Records from a data collection:
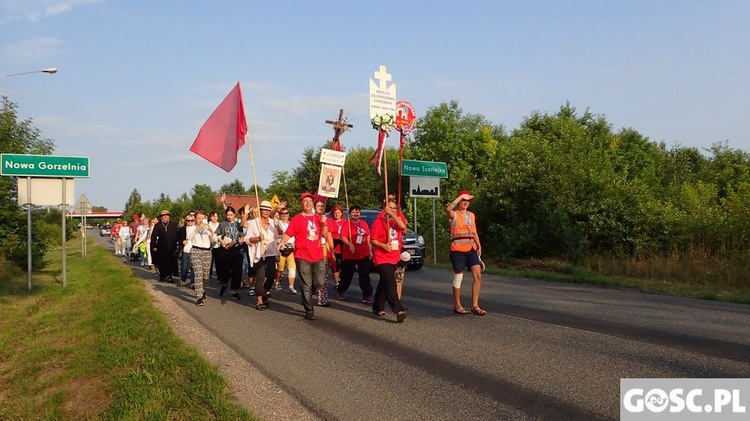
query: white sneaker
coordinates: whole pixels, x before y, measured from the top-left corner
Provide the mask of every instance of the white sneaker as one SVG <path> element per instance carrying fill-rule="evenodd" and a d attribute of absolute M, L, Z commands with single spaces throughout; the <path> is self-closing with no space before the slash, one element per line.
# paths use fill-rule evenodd
<path fill-rule="evenodd" d="M 289 292 L 290 294 L 296 294 L 296 293 L 297 293 L 297 290 L 296 290 L 296 289 L 294 289 L 294 287 L 289 287 L 289 291 L 288 291 L 288 292 Z"/>
<path fill-rule="evenodd" d="M 275 282 L 273 284 L 273 289 L 275 289 L 276 291 L 281 291 L 281 284 L 278 282 Z"/>

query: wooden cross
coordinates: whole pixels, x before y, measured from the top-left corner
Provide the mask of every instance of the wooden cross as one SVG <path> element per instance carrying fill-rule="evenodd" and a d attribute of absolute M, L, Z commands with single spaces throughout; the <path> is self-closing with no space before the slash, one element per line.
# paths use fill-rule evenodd
<path fill-rule="evenodd" d="M 336 121 L 333 120 L 326 120 L 326 124 L 333 125 L 333 140 L 331 140 L 331 149 L 340 151 L 341 150 L 341 141 L 339 140 L 339 137 L 341 137 L 341 134 L 345 131 L 351 129 L 354 127 L 353 124 L 349 124 L 344 120 L 344 109 L 339 109 L 339 119 Z"/>

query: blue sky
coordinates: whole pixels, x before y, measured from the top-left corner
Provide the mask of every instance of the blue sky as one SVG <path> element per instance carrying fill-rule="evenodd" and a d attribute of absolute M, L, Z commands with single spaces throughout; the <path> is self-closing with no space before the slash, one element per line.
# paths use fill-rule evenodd
<path fill-rule="evenodd" d="M 195 184 L 252 184 L 189 152 L 239 80 L 258 184 L 330 140 L 375 146 L 368 80 L 386 65 L 418 115 L 458 100 L 507 130 L 566 101 L 652 141 L 750 151 L 747 1 L 0 0 L 0 76 L 56 155 L 88 156 L 76 197 L 124 207 Z M 392 142 L 392 141 L 391 141 Z"/>

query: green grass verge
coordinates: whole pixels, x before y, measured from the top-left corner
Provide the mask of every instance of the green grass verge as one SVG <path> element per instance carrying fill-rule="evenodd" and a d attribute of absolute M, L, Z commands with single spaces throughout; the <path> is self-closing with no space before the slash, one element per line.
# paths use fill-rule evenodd
<path fill-rule="evenodd" d="M 93 245 L 93 241 L 90 240 Z M 76 246 L 77 245 L 77 246 Z M 180 340 L 141 280 L 102 247 L 0 279 L 0 419 L 254 420 Z"/>
<path fill-rule="evenodd" d="M 596 285 L 609 288 L 630 289 L 648 293 L 750 304 L 750 291 L 705 282 L 679 282 L 675 280 L 641 279 L 628 276 L 607 276 L 570 264 L 543 261 L 516 261 L 513 264 L 495 263 L 485 259 L 485 273 L 509 278 L 541 279 L 571 284 Z M 452 270 L 450 264 L 430 266 Z"/>

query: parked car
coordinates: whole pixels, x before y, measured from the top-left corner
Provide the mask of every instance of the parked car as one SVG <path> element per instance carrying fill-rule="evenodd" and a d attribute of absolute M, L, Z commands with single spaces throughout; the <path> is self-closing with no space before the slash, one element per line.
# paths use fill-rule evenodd
<path fill-rule="evenodd" d="M 377 209 L 362 209 L 360 218 L 367 222 L 367 225 L 372 228 L 372 223 L 375 221 L 375 218 L 378 217 L 380 212 L 381 211 Z M 403 235 L 403 242 L 404 251 L 408 251 L 411 255 L 408 269 L 422 269 L 422 266 L 424 266 L 425 253 L 427 252 L 424 237 L 407 228 Z"/>
<path fill-rule="evenodd" d="M 104 224 L 101 227 L 99 227 L 99 236 L 105 237 L 112 233 L 112 225 Z"/>

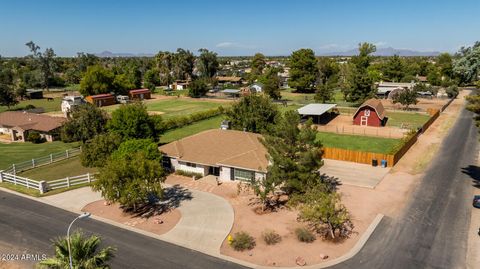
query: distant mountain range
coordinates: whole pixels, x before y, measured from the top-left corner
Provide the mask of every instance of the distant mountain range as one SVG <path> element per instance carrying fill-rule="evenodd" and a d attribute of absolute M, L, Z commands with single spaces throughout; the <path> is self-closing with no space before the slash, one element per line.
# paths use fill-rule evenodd
<path fill-rule="evenodd" d="M 358 49 L 351 49 L 347 51 L 341 52 L 324 52 L 318 53 L 319 56 L 353 56 L 358 54 Z M 417 51 L 417 50 L 409 50 L 409 49 L 395 49 L 392 47 L 388 48 L 377 48 L 377 51 L 373 54 L 375 56 L 438 56 L 440 54 L 439 51 Z M 153 57 L 155 54 L 153 53 L 124 53 L 124 52 L 111 52 L 111 51 L 103 51 L 100 53 L 95 53 L 98 57 L 104 58 L 116 58 L 116 57 Z"/>
<path fill-rule="evenodd" d="M 326 52 L 320 53 L 321 56 L 353 56 L 358 54 L 358 49 L 347 50 L 343 52 Z M 438 56 L 439 51 L 416 51 L 409 49 L 395 49 L 392 47 L 388 48 L 377 48 L 377 51 L 373 54 L 375 56 Z"/>
<path fill-rule="evenodd" d="M 95 56 L 102 58 L 115 58 L 115 57 L 153 57 L 153 53 L 122 53 L 122 52 L 111 52 L 111 51 L 102 51 L 100 53 L 95 53 Z"/>

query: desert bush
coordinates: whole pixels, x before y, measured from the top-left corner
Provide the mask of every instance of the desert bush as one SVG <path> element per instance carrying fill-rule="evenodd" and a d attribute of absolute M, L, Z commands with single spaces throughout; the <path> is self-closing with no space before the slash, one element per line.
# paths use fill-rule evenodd
<path fill-rule="evenodd" d="M 255 239 L 246 232 L 238 232 L 233 235 L 231 244 L 236 251 L 244 251 L 255 247 Z"/>
<path fill-rule="evenodd" d="M 262 233 L 262 239 L 267 245 L 275 245 L 282 241 L 282 237 L 274 230 L 265 230 Z"/>
<path fill-rule="evenodd" d="M 315 241 L 315 235 L 313 235 L 312 232 L 310 232 L 307 228 L 304 227 L 299 227 L 295 229 L 295 235 L 300 242 L 311 243 Z"/>

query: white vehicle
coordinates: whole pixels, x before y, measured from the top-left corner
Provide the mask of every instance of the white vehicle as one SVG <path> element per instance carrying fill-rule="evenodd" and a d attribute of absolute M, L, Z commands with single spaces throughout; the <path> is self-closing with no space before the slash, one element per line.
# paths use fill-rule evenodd
<path fill-rule="evenodd" d="M 78 106 L 85 103 L 85 99 L 82 96 L 65 96 L 62 99 L 62 112 L 63 114 L 67 114 L 68 112 L 72 111 L 74 106 Z"/>
<path fill-rule="evenodd" d="M 117 95 L 116 99 L 119 104 L 126 104 L 130 101 L 130 98 L 126 95 Z"/>

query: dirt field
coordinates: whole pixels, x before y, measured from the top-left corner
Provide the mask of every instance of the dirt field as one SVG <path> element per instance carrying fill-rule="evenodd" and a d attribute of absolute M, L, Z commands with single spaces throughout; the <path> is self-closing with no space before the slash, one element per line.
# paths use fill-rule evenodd
<path fill-rule="evenodd" d="M 396 127 L 369 127 L 353 125 L 352 116 L 338 115 L 326 125 L 316 125 L 321 132 L 350 134 L 350 135 L 364 135 L 364 136 L 379 136 L 386 138 L 402 138 L 408 130 Z"/>
<path fill-rule="evenodd" d="M 156 234 L 164 234 L 170 231 L 181 217 L 178 209 L 150 218 L 134 217 L 124 213 L 118 204 L 106 205 L 105 200 L 90 203 L 82 211 Z M 158 220 L 163 221 L 163 223 L 156 223 Z"/>
<path fill-rule="evenodd" d="M 427 111 L 429 108 L 441 109 L 442 106 L 448 102 L 448 100 L 449 99 L 447 98 L 418 98 L 418 103 L 410 106 L 409 108 L 416 111 Z M 401 104 L 394 104 L 390 99 L 382 99 L 382 104 L 385 109 L 403 110 L 403 106 Z"/>

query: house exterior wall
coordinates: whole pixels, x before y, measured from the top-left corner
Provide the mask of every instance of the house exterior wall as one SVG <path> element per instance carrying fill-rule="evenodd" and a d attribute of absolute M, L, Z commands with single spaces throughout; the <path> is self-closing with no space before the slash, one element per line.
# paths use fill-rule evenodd
<path fill-rule="evenodd" d="M 188 166 L 186 162 L 177 161 L 177 165 L 173 167 L 175 168 L 175 170 L 182 170 L 185 172 L 202 174 L 203 176 L 208 174 L 208 166 L 204 166 L 200 164 L 195 164 L 195 167 L 193 167 L 193 166 Z"/>
<path fill-rule="evenodd" d="M 232 169 L 230 167 L 221 166 L 220 167 L 220 176 L 218 179 L 220 181 L 230 181 Z"/>
<path fill-rule="evenodd" d="M 10 134 L 11 131 L 10 131 L 10 128 L 0 127 L 0 133 L 2 133 L 2 134 Z"/>
<path fill-rule="evenodd" d="M 357 115 L 353 118 L 353 124 L 354 125 L 360 125 L 361 124 L 361 119 L 362 116 L 365 116 L 365 112 L 369 111 L 370 115 L 367 116 L 367 125 L 366 126 L 375 126 L 375 127 L 380 127 L 382 126 L 382 121 L 378 117 L 377 113 L 375 112 L 375 109 L 371 107 L 363 107 L 358 111 Z"/>

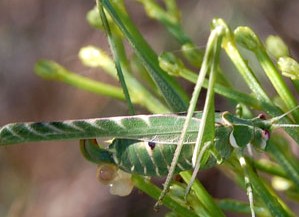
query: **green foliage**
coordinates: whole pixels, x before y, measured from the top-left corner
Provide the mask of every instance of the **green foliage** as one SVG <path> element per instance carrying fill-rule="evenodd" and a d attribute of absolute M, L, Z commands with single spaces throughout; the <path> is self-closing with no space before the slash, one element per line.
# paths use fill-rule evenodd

*Problem requirements:*
Scan the data above for the word "field". Copy every line in which it is found.

*Finished exercise:*
query: dirt field
Provide the mask of every instance of the dirt field as one SVG <path> element per instance carrying fill-rule="evenodd" and a d attribute of absolute M, L, Z commands with single spaces throughout; the <path> is self-closing with no space before the slash, one element per line.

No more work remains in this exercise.